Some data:
▼

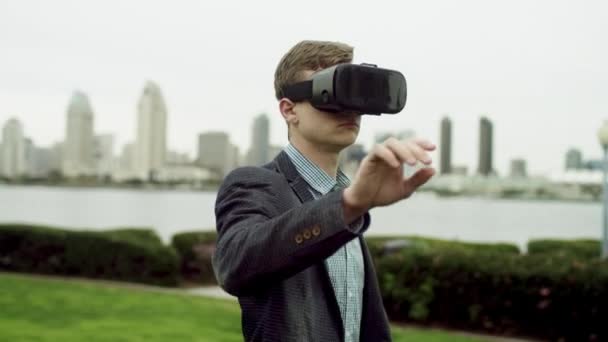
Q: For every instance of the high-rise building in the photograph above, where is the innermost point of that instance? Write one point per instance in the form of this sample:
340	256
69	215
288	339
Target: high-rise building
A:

▲

Aim of the task:
Rewrite the data above as a JSON list of strings, one string per line, with blank lines omitted. Leave the pictures out.

Solution:
[
  "Q: For every instance of the high-rise building in the photograph above, where is the innermost point of that instance? Write one point per instance in the form of this sample:",
  "340\t256",
  "69\t215",
  "288\t339",
  "Target: high-rise building",
  "A:"
]